**TO BE DONE:** Count the lines in the rows below that contain the string "wooden", treating uppercase and lowercase letters as distinct. Give only the number.

**STORED RECORDS:**

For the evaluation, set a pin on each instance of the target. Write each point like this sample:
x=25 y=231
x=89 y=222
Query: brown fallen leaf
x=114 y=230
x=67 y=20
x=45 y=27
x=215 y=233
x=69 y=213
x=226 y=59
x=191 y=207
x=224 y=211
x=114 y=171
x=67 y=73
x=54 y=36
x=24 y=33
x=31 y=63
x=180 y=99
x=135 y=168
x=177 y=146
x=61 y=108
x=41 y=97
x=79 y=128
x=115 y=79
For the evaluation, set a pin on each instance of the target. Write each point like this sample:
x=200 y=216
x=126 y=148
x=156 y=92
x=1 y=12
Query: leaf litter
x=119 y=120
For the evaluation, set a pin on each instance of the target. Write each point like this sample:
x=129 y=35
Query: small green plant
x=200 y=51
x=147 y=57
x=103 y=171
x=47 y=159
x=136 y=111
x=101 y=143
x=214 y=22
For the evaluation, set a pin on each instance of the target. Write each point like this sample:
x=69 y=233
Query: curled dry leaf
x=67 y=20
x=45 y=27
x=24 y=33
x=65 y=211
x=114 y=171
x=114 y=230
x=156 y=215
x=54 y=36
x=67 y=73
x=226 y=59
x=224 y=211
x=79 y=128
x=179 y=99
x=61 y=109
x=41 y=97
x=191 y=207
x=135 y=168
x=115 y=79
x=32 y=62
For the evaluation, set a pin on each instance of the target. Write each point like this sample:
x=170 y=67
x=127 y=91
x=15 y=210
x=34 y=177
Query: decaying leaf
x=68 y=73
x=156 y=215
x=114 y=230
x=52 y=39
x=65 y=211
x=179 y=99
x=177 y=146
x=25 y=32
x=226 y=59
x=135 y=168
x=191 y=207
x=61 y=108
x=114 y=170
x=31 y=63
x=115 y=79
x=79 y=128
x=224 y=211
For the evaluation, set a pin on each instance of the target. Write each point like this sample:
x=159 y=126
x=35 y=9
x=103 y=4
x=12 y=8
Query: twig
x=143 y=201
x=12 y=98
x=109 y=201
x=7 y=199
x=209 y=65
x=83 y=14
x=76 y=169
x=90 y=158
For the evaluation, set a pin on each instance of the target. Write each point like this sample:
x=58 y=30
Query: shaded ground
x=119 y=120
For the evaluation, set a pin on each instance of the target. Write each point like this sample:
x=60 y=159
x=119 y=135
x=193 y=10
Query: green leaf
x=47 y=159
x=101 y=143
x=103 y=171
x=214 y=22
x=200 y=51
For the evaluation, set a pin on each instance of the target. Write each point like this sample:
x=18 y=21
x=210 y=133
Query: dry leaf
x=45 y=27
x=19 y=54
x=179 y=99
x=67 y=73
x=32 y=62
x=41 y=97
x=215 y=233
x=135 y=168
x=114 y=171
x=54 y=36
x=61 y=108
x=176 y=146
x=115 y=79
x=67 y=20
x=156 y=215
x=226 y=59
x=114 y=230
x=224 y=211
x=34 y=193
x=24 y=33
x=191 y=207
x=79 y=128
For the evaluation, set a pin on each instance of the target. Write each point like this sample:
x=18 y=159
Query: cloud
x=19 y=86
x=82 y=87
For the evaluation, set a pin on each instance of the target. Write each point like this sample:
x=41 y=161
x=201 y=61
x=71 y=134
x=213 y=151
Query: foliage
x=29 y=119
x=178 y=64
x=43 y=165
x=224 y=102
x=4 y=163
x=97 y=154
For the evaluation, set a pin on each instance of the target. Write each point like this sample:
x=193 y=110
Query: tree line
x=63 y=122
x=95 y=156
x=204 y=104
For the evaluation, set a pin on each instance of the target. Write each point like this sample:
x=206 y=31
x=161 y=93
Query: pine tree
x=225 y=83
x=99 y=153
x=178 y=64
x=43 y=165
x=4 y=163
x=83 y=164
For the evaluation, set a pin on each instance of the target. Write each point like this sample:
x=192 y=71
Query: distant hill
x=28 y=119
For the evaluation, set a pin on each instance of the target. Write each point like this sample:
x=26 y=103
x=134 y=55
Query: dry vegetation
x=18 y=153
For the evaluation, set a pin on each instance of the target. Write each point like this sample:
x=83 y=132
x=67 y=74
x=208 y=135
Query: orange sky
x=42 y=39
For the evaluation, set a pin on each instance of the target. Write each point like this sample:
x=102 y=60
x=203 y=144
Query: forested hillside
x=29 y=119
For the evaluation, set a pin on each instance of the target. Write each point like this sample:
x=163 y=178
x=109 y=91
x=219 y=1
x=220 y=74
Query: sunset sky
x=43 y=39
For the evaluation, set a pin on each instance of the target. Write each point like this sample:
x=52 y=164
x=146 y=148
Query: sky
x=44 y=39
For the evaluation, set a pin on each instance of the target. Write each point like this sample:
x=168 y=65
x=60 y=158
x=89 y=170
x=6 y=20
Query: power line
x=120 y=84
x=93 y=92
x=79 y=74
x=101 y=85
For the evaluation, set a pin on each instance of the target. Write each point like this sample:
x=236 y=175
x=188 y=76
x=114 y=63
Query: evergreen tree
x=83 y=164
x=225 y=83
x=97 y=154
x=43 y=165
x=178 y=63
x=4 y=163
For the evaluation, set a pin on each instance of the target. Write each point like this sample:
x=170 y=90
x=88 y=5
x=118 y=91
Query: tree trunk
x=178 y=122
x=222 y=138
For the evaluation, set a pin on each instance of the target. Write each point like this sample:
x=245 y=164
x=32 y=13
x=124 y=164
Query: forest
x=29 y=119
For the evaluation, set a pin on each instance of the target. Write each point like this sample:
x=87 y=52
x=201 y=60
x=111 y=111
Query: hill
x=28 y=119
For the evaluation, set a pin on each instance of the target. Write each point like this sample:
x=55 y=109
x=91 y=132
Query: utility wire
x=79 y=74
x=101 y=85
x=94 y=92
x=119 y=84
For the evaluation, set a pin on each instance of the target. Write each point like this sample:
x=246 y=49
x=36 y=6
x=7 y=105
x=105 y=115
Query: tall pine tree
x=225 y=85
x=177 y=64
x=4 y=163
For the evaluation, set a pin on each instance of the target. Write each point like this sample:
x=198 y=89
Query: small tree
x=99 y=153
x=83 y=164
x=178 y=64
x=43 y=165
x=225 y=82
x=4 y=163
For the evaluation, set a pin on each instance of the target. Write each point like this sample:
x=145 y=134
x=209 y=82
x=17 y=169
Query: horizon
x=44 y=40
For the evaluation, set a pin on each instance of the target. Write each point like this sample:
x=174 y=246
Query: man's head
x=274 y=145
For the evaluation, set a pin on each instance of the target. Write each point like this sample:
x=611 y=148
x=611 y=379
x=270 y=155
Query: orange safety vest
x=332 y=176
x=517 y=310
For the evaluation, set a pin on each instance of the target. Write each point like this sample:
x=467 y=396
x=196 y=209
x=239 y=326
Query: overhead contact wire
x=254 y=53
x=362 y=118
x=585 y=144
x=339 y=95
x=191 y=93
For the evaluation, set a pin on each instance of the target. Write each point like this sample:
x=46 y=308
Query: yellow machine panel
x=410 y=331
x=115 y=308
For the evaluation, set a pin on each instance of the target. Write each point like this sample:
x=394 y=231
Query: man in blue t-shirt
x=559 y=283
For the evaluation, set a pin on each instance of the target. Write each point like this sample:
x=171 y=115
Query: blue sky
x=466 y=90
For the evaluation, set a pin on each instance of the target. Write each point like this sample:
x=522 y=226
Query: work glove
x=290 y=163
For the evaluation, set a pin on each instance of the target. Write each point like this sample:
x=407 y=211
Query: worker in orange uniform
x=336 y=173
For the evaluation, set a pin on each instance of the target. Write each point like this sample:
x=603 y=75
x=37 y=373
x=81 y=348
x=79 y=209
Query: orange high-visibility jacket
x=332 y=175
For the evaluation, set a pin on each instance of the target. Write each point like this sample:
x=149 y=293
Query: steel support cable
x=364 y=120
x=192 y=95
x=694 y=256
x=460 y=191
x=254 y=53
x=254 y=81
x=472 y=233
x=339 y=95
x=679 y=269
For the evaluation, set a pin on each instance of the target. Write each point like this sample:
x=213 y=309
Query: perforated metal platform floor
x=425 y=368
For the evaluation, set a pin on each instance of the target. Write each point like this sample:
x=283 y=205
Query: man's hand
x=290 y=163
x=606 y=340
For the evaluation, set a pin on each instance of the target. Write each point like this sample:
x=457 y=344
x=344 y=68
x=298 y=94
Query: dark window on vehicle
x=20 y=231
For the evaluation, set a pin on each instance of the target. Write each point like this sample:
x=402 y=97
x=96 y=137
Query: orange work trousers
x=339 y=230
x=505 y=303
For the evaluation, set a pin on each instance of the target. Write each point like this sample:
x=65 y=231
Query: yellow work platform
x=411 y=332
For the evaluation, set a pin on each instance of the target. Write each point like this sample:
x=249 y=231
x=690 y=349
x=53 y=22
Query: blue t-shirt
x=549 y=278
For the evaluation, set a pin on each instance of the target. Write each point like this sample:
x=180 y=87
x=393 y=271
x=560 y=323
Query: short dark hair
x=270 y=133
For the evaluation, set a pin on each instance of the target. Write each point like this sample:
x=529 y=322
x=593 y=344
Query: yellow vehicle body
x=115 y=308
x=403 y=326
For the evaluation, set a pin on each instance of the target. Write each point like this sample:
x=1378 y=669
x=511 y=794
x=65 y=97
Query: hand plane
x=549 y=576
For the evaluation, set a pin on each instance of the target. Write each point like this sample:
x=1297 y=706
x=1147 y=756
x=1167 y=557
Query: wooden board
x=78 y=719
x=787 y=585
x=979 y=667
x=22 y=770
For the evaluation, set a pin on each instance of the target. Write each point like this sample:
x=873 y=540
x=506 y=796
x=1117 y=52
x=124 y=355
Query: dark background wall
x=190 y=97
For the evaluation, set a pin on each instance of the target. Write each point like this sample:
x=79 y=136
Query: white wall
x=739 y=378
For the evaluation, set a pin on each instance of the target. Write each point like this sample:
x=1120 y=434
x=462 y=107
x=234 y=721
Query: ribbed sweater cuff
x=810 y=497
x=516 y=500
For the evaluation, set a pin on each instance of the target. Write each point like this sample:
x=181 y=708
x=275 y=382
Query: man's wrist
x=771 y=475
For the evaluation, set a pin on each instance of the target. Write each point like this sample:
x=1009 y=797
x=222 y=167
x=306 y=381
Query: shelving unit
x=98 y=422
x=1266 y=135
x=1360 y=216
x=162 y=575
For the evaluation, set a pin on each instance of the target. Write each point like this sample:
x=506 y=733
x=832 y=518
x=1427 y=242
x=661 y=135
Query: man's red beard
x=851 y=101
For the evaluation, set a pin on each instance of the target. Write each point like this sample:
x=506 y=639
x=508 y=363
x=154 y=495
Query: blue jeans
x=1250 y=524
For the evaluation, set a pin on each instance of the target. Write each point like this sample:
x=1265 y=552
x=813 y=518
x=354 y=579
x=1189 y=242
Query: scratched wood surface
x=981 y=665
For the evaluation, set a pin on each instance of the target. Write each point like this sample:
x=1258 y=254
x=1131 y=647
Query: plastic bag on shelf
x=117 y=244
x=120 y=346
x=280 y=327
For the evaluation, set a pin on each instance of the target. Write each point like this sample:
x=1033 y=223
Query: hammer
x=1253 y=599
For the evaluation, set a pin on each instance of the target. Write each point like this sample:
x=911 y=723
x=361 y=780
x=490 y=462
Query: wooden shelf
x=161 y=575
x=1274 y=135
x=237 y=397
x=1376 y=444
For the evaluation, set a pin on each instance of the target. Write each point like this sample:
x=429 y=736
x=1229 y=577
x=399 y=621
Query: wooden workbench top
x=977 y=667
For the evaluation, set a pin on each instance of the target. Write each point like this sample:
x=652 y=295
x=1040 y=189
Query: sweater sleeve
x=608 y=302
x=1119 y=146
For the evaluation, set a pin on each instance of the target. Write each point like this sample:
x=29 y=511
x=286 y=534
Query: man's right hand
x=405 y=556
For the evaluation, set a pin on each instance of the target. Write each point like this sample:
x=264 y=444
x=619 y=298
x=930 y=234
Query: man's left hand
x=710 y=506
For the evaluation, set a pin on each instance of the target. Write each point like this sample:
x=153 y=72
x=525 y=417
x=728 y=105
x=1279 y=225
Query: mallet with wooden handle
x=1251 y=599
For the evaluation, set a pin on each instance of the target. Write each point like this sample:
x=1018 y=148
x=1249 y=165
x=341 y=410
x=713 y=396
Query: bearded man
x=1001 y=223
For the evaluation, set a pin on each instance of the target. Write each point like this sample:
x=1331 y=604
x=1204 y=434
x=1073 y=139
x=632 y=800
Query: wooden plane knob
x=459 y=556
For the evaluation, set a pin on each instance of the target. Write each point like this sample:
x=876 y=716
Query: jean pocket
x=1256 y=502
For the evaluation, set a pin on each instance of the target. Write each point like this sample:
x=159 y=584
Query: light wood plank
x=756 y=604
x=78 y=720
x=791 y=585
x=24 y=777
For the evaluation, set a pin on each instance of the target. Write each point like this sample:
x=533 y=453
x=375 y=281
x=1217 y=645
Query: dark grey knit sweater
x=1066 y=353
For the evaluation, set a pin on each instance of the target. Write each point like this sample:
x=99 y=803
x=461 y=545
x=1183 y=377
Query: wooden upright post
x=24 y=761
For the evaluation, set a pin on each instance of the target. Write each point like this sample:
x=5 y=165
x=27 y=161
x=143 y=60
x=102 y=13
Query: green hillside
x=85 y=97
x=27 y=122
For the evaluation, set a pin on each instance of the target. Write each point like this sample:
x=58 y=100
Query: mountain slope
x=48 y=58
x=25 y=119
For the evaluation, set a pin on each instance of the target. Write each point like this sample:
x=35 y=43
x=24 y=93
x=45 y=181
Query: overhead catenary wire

**EXERCISE OUTPUT:** 6